*Exercise*: Transcribe the records from the line containing "Query: white bowl" onward, up to and including the final line, exactly and without anything else.

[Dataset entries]
※ ※ ※
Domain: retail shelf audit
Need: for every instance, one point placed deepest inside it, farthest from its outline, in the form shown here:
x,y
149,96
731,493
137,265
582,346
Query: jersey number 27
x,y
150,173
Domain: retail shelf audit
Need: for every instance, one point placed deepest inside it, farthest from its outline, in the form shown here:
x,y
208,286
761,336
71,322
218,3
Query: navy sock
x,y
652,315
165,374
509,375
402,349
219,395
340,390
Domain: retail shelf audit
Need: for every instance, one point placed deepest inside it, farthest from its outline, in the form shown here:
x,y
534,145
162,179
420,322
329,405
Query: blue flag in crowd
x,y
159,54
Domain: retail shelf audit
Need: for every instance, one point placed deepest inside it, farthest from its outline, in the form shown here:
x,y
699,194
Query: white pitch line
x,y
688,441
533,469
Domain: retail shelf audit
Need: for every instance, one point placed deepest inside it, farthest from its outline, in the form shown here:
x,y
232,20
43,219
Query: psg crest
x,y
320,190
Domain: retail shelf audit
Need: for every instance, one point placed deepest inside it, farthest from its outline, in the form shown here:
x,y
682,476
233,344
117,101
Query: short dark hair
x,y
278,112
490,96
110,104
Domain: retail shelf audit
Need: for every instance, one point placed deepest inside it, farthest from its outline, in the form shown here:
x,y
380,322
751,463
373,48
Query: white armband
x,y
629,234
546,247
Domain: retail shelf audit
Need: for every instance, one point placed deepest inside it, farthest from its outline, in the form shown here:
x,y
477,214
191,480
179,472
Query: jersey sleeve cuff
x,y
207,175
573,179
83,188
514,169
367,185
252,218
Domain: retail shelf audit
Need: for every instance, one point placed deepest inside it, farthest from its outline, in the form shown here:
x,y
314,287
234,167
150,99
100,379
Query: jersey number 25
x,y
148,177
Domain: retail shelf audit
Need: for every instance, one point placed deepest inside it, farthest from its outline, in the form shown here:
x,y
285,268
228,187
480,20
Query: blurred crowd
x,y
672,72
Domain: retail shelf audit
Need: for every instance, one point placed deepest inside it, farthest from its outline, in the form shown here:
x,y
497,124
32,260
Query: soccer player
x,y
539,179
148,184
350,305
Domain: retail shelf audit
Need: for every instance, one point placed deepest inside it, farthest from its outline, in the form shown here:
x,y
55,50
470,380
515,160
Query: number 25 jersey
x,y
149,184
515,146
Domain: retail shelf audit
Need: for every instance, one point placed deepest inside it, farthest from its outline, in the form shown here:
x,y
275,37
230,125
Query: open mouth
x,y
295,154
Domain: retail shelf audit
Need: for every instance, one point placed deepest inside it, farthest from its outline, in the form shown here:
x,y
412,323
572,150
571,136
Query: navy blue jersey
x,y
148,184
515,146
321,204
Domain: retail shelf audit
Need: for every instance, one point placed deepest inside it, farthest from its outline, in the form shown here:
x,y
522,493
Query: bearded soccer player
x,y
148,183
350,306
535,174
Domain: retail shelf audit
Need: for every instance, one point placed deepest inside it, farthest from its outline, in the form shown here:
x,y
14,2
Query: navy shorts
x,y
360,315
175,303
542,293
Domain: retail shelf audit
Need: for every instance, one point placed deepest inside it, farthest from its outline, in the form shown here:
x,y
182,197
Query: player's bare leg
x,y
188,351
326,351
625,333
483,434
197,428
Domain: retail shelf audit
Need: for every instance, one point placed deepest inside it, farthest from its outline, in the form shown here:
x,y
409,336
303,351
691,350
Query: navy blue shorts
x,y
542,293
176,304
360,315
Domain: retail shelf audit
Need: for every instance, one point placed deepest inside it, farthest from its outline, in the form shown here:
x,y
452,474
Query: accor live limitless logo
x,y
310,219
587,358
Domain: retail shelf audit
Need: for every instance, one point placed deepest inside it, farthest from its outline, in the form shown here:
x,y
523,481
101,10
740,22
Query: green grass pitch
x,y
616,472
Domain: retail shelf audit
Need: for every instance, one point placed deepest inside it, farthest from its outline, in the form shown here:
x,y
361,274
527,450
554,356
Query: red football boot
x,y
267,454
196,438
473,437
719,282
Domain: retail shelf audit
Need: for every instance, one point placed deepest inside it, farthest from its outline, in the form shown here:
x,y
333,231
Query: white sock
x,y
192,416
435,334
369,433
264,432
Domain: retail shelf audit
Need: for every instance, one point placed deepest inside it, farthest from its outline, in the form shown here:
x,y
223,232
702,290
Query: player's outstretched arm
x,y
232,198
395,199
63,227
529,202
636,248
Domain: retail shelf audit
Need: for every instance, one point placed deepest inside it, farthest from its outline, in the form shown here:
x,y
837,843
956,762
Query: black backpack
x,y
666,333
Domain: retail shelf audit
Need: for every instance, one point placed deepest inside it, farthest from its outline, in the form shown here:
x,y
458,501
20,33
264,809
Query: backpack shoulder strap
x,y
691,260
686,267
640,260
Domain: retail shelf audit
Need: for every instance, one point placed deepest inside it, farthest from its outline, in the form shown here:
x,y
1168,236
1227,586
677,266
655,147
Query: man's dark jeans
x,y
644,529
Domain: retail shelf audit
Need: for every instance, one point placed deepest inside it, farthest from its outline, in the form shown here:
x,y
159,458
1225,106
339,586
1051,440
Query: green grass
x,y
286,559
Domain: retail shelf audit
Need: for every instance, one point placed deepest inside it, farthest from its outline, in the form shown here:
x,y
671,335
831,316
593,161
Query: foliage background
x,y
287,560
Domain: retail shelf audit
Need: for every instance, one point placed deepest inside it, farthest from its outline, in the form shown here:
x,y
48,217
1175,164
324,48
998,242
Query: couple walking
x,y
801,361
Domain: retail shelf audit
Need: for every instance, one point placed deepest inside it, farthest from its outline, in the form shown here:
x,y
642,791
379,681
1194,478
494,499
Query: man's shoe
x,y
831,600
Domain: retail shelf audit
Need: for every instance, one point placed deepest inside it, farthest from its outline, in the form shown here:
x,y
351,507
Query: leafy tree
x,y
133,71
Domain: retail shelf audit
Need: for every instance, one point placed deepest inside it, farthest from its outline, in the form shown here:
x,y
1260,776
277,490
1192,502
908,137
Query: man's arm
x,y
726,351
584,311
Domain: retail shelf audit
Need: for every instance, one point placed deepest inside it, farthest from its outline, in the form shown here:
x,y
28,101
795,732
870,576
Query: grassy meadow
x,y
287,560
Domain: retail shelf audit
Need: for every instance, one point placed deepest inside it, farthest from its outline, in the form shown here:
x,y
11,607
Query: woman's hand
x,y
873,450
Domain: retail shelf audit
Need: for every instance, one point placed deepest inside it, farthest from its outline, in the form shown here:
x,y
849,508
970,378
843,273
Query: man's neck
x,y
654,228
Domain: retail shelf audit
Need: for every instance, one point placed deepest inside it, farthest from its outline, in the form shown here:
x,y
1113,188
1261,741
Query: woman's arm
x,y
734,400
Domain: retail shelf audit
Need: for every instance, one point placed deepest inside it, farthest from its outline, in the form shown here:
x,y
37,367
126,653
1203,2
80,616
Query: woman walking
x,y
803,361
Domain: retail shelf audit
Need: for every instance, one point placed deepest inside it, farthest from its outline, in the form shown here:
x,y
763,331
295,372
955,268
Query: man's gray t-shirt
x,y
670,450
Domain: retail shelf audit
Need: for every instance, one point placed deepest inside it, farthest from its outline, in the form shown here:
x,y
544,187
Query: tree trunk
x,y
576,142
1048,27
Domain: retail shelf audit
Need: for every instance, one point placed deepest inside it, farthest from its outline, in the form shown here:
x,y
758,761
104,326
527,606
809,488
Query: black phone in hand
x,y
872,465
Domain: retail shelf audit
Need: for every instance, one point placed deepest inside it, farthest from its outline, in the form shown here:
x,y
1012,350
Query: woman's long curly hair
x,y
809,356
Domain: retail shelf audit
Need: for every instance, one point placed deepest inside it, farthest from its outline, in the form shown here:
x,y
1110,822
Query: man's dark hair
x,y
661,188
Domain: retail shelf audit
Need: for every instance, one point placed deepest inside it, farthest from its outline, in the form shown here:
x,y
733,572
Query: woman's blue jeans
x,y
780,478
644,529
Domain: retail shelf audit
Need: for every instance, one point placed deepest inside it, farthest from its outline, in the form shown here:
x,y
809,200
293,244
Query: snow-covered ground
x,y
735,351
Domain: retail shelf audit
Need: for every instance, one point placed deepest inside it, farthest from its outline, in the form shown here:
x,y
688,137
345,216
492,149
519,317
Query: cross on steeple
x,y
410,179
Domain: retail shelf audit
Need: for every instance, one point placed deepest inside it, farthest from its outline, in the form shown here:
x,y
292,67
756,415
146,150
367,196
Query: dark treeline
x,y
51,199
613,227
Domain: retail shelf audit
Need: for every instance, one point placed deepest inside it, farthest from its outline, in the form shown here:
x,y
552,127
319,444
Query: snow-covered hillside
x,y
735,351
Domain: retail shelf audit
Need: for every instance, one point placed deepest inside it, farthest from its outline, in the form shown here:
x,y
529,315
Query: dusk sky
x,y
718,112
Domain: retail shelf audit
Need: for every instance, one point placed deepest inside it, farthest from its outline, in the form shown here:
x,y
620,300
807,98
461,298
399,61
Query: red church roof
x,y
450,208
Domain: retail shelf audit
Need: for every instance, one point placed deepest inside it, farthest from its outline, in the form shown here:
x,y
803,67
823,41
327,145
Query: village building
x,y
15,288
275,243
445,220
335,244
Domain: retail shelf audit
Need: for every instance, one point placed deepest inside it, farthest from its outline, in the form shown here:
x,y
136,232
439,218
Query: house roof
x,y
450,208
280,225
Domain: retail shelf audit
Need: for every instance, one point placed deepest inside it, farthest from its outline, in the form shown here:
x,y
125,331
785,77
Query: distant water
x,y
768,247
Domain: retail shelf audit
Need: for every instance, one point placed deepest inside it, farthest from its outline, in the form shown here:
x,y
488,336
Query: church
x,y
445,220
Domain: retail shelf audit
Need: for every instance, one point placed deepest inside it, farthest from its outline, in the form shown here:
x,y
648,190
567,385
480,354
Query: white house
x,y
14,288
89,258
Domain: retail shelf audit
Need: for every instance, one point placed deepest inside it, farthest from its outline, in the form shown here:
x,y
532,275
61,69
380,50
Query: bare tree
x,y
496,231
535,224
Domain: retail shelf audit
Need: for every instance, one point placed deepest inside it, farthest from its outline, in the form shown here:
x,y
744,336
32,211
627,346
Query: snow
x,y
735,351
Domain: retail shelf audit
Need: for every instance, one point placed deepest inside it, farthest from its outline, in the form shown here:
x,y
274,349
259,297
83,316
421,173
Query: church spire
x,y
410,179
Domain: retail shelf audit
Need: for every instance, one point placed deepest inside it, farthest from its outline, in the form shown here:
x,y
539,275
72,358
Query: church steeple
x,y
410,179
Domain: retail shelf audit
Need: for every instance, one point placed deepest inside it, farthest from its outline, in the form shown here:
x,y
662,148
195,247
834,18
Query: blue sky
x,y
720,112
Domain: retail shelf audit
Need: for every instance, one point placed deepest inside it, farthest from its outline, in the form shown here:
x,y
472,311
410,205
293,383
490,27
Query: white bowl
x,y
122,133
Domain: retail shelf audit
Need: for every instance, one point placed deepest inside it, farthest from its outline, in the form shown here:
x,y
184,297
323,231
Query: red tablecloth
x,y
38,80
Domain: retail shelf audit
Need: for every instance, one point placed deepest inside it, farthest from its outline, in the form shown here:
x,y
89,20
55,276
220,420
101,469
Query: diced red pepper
※ ※ ※
*Output of the exercise*:
Query: white bowl
x,y
122,133
Domain: retail shelf audit
Need: for every instance, one point placed deepest inside it, farthest from its outline, in the form shown here:
x,y
184,297
323,231
Query: red tablecloth
x,y
38,80
Domain: retail shelf audit
Need: for every instance, one point placed deepest inside it, farthest from its outline, in the form shown here:
x,y
89,20
55,276
220,420
101,469
Query: diced red pepper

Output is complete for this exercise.